Intanto i pacifisti rosso-bruni sono insorti. Il M5s ha detto che Salvini “ha una bella faccia tosta, predica bene e razzola malissimo”. Per Avs – epiteto quasi novecentesco – “è un fanfarone”. Mulè sorride. “No, tutt’altro. Il vicepremier è un fedelissimo di questo centrodestra. Fino a quando la sua lealtà non viene meno, non posso che applaudire le sue acrobazie politiche. Basta che non si tradisca il patto unitario di governo, ecco”. Crisi in vista? “Macché. Al massimo una crisi di nervi. Ma a quel punto ci fermiamo, prendiamo un calmante e passa tutto”. Beati voi. “Ben inteso: fra tre giorni torneremo a litigare come dei pazzi”. Prego? “Ma sì, sulle regioni: Veneto, Campania, Lombardia. Sgomiteremo su tutto. Però al contempo sappiamo anche fare sintesi, soprattutto sulle tematiche più importanti come la posizione da tenere sugli affari esteri. La nostra intera coalizione è più coesa di certi partiti di opposizione al loro interno”.

Estratti di dati:
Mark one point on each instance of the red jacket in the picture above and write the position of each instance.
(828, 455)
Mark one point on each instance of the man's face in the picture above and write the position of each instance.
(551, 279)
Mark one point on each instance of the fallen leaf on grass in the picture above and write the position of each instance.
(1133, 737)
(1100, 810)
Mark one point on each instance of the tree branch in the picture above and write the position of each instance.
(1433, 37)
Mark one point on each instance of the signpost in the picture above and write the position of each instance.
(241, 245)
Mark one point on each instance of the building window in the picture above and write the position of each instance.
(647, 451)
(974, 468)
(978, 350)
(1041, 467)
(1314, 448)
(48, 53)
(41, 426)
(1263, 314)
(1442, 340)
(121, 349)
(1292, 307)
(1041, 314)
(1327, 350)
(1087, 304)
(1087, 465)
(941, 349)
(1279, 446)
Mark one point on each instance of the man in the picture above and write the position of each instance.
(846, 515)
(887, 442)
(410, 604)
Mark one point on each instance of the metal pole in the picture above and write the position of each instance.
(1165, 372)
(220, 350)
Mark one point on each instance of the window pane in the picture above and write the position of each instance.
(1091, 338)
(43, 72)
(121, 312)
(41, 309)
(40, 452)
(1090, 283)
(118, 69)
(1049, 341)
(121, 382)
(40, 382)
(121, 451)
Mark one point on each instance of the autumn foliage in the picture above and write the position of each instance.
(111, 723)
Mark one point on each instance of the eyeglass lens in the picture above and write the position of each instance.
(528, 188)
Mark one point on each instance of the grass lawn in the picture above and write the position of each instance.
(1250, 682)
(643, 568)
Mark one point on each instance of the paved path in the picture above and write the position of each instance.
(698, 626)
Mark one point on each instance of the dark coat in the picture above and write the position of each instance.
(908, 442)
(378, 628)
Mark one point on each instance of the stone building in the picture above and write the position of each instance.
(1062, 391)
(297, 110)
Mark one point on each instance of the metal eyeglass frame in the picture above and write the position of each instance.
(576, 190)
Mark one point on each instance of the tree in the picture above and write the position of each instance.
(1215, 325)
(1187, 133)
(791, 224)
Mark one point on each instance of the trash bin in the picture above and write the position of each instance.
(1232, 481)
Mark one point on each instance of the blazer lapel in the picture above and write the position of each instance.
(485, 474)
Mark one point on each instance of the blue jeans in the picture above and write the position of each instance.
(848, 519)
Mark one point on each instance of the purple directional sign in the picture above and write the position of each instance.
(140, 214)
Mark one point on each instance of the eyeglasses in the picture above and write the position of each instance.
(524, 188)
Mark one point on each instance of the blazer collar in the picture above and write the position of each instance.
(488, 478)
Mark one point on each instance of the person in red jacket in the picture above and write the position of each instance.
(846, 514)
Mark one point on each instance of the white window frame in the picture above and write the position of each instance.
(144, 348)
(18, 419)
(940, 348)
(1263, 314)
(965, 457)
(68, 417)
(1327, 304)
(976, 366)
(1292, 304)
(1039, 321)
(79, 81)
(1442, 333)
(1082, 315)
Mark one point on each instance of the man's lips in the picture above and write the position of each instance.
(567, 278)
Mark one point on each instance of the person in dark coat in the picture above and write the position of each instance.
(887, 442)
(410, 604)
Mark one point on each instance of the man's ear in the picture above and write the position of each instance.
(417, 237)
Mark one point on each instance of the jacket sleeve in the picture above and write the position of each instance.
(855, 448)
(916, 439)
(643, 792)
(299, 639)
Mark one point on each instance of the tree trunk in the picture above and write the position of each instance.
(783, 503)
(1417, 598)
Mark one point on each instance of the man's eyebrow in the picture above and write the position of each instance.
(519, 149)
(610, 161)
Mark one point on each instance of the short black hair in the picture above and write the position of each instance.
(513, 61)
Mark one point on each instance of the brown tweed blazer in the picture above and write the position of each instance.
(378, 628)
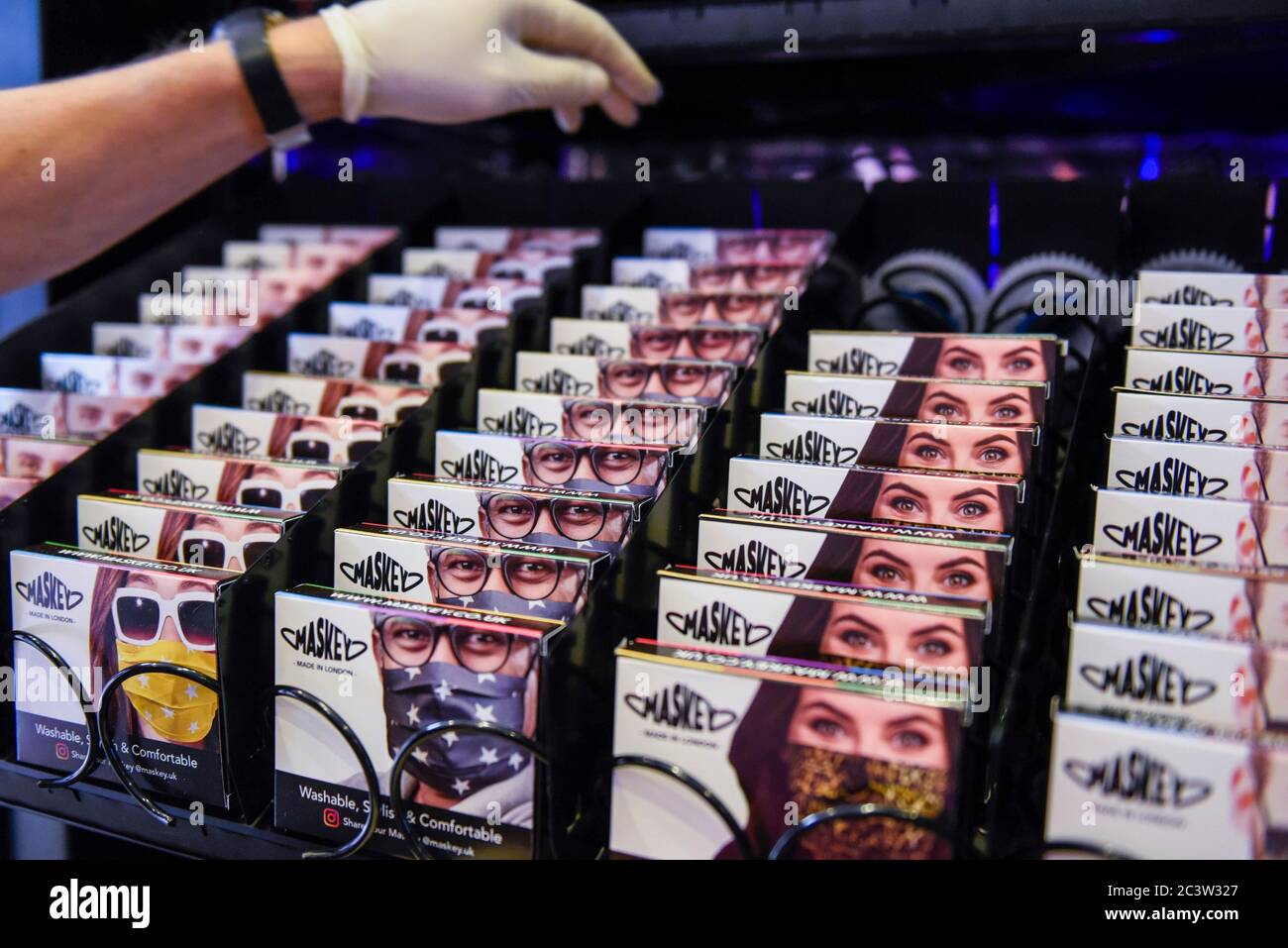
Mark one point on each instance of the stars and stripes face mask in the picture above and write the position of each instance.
(456, 764)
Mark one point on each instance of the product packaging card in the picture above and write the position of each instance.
(537, 579)
(1224, 419)
(277, 484)
(327, 258)
(1198, 288)
(627, 304)
(601, 467)
(252, 292)
(772, 737)
(211, 535)
(346, 357)
(503, 411)
(403, 666)
(1233, 685)
(1164, 793)
(652, 272)
(1274, 322)
(678, 380)
(926, 399)
(1177, 595)
(832, 622)
(500, 240)
(1212, 329)
(330, 397)
(894, 443)
(436, 292)
(233, 307)
(112, 375)
(103, 613)
(38, 458)
(935, 355)
(583, 519)
(690, 309)
(617, 340)
(795, 248)
(1198, 469)
(187, 344)
(359, 235)
(1201, 528)
(400, 290)
(454, 264)
(33, 411)
(679, 275)
(1207, 372)
(246, 433)
(97, 416)
(913, 559)
(940, 498)
(403, 324)
(13, 488)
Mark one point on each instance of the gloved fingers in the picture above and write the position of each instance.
(549, 81)
(567, 27)
(568, 119)
(618, 107)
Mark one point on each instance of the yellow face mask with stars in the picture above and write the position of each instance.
(176, 708)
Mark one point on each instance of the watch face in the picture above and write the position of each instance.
(277, 110)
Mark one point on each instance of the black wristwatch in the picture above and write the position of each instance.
(248, 31)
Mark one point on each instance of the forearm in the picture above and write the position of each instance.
(89, 159)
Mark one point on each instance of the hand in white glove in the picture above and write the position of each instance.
(459, 60)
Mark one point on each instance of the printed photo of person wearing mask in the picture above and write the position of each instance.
(581, 523)
(207, 540)
(700, 382)
(651, 423)
(299, 438)
(805, 750)
(362, 401)
(37, 458)
(95, 417)
(282, 487)
(438, 672)
(996, 404)
(1003, 359)
(590, 467)
(848, 633)
(520, 583)
(928, 446)
(413, 364)
(690, 309)
(793, 248)
(936, 501)
(154, 617)
(750, 278)
(656, 344)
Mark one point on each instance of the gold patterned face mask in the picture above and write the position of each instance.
(818, 779)
(176, 708)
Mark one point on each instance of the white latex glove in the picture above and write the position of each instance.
(459, 60)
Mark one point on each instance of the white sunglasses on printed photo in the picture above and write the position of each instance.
(320, 446)
(412, 369)
(141, 614)
(368, 408)
(266, 492)
(209, 548)
(449, 330)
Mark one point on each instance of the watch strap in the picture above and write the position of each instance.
(248, 31)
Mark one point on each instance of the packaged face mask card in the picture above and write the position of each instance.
(763, 734)
(403, 666)
(107, 612)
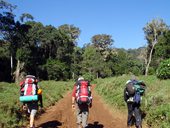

Compito 1:
Rispondi in base al testo mostrato.
(a) Secondo il M5s, come predica e come razzola Salvini?
(b) Con quale parola Avs definisce Salvini?
(c) Quali regioni nomina Mulè come motivo dei prossimi litigi?
Compito 2:
Prosegui il testo sull'intervista a Mulè a partire dalla sua ultima frase.
Il materiale non serve per svolgere i compiti.

Risultato 1:
(a) Predica bene e razzola malissimo.
(b) "Fanfarone".
(c) Veneto, Campania e Lombardia.

Risultato 2:
E quindi, delle due l’una. Se i fatti dimostrano che Salvini è un europeista provetto, più vicino a Ursula che al suo amico Orbán, vuol dire che i suoi sferraglianti comizi – Milano, Pontida, Firenze – stanno alla politica come i salassi alla medicina. La Lega ci fa, ma non ci è. E forse, in fondo, lo sanno anche i suoi elettori. “Pensate anche alle ultime vicende americane”, suggerisce Mulè. “La marcia indietro di Trump sui dazi si può interpretare come l’atto di una persona capace e lungimirante; oppure come la pressione endogena rispetto al vicolo cieco in cui si era andato a cacciare il presidente degli Stati Uniti, prossimo a schiantarsi contro un muro che gli avrebbe scombinato la capigliatura. Ecco: Salvini la legge in un modo e ci tiene a manifestarlo. A me interessa il risultato”. Cioè, quando conta, zitto e vota.